- **GIVEN PASSAGE**:
========

Local programs provide access to the nutrition students need to learn while at school
Posted Jun 16, 2021 01:38:58 PM.
According to Breakfast Clubs of Canada, one in five children will not eat breakfast today.
The Ontario Ministry of Children, Community Services and Social Services says that student nutrition programs at school play a major role in building a community of students that nurture the potential in each other with healthy food options for any hunger moment and offers an equal chance of success in the classroom for all children and youth.
Launched in 1997, Nutrition for Learning has been offering universal student nutrition programs in schools across the Waterloo Region. The organization was created to provide school-aged children access to nutritious food.
Throughout the pandemic, the registered charity has safely continued to ensure that every student has an opportunity to attend school well-nourished. Collaborating with schools, partners and sponsors, Nutrition for Learning now proudly supports 150 programs across the Waterloo Region.
Through Nutrition for Learning, students benefit in many ways. In addition to having access to nutritious foods, nutrition programs builds a strong school community that cares for one another.
The organization is grateful to its partners, sponsors and volunteers, all of whom make it possible to provide necessary Student Nutrition programs in our local schools.

========

- **DATA EXCERPTS**:
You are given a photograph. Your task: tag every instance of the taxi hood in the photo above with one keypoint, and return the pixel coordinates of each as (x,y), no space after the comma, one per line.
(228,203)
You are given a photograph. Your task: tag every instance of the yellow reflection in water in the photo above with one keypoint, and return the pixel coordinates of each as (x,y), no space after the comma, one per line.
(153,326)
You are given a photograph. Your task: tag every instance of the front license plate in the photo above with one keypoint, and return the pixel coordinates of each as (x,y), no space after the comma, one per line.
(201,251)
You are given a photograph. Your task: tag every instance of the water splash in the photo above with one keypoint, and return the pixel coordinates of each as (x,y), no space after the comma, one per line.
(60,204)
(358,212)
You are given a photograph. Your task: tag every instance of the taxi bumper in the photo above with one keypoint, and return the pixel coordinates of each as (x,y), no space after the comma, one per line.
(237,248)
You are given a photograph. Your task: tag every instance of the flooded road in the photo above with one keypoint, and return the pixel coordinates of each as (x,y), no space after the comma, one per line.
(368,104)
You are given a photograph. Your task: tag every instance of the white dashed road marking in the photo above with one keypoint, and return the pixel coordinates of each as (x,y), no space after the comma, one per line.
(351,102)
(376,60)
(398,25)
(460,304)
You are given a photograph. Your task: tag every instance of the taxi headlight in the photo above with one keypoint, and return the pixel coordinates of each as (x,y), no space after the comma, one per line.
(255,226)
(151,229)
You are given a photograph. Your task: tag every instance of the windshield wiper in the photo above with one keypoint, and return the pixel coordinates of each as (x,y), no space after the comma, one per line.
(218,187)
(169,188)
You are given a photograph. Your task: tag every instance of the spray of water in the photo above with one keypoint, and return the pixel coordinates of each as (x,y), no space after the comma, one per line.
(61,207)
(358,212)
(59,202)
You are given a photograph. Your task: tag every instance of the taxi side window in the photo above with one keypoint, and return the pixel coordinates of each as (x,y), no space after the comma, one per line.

========

- **WHAT TO WORK ON**:
a - From the student nutrition article, copy the words starting at "Launched in 1997, Nutrition" and ending at "programs across the Waterloo Region.".
b - Shorten the paragraph of the student nutrition article that opens with "Throughout the pandemic," and keep its main facts.
c - Go on writing the student nutrition article from its last sentence.
The material has no connection to the student nutrition article.

- **TASK-BY-TASK ANSWERS**:
a -
Launched in 1997, Nutrition for Learning has been offering universal student nutrition programs in schools across the Waterloo Region. The organization was created to provide school-aged children access to nutritious food.
Throughout the pandemic, the registered charity has safely continued to ensure that every student has an opportunity to attend school well-nourished. Collaborating with schools, partners and sponsors, Nutrition for Learning now proudly supports 150 programs across the Waterloo Region.

b - During the pandemic, the charity kept working safely so every student could come to school well fed. Working with schools, partners and sponsors, Nutrition for Learning now supports 150 programs across the Waterloo Region.

c -
Want to help? There are several ways to support Nutrition for Learning with financial donations including:
Nutrition for Learning has had to adjust the way they deliver programs during the pandemic. When schools are open, they are able to serve in-school. When schools are closed, they provide a Community Pop UP Nutrition Programs.
Nutrition for Learning History
In 1994, the Food Securities Coalition of Waterloo identified a significant number of children who were attending school without proper nutrition. Research shows that students have trouble learning when they are hungry at school. They are better able to focus and learn if they eat nutritious meals and snacks.
The Waterloo Regional Health Department, local teachers and community members recognized the need to come together to develop and promote a viable breakfast and snack program. Thanks to the Food Securities Coalition, support was provided with money earmarked through the Canadian Living Foundation.
Support and resources provided by the Waterloo Regional Community Health Department included program support, grant application assistance, nutrition information and volunteer management.
The number of programs grew quickly, and more and more schools saw the need to serve programs in their schools and the numbers have quickly from the original 3 programs to 150 programs across Waterloo Region.